Job item: How many lines in the records below contain the string "clicks"? Reply with the number alone.

((

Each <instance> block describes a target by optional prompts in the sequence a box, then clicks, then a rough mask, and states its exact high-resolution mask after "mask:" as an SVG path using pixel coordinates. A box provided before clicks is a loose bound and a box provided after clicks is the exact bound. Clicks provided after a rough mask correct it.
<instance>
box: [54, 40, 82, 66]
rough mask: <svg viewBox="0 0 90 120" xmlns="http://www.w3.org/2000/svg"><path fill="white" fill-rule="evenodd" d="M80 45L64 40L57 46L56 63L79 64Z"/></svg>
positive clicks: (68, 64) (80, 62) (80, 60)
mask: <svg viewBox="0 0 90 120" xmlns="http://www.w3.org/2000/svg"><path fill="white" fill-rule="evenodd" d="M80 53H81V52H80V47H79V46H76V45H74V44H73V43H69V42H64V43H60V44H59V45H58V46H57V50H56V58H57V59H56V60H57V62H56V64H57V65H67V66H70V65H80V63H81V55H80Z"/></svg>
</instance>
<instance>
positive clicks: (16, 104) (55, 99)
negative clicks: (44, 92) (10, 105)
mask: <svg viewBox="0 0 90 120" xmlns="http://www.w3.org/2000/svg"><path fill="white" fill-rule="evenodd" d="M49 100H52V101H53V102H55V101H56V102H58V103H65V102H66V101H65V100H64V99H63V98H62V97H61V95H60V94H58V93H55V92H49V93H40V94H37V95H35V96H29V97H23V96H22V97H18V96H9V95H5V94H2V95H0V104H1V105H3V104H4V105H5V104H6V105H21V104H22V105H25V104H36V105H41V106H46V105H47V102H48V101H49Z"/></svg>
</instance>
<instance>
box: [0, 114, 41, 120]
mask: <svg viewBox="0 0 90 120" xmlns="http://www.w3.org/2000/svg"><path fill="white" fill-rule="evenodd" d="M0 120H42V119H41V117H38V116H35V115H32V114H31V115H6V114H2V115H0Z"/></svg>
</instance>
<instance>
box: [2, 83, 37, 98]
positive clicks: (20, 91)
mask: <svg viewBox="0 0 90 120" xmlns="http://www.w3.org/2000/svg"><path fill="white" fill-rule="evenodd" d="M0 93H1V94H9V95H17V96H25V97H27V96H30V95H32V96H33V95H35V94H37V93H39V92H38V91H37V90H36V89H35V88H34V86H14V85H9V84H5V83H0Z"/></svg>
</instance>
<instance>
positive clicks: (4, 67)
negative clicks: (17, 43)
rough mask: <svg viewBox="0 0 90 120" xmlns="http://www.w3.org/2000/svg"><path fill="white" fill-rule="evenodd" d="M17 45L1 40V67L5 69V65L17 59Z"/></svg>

))
((

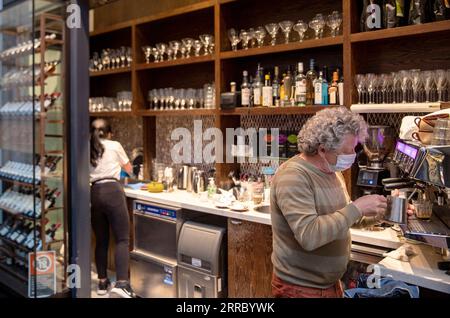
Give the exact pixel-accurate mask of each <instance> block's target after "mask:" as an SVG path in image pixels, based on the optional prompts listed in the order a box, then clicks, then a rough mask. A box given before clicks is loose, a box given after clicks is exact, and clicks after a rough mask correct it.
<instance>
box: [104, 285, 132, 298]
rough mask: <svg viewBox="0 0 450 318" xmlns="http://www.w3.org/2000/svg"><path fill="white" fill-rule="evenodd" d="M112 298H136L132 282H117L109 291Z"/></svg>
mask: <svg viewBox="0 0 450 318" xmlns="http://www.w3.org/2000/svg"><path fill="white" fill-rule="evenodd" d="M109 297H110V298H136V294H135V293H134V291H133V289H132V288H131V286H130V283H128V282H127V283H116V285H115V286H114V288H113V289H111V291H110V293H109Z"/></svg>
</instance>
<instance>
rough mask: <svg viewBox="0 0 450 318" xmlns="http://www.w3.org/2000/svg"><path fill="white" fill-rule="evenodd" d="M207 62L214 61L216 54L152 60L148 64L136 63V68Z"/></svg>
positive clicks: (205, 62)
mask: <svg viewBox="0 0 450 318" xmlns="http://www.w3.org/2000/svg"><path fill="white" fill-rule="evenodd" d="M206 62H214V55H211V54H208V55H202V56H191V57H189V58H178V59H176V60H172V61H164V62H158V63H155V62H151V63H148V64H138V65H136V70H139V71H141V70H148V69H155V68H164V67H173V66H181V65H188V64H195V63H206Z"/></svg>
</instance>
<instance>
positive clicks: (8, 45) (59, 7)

))

Answer for this exercise: 10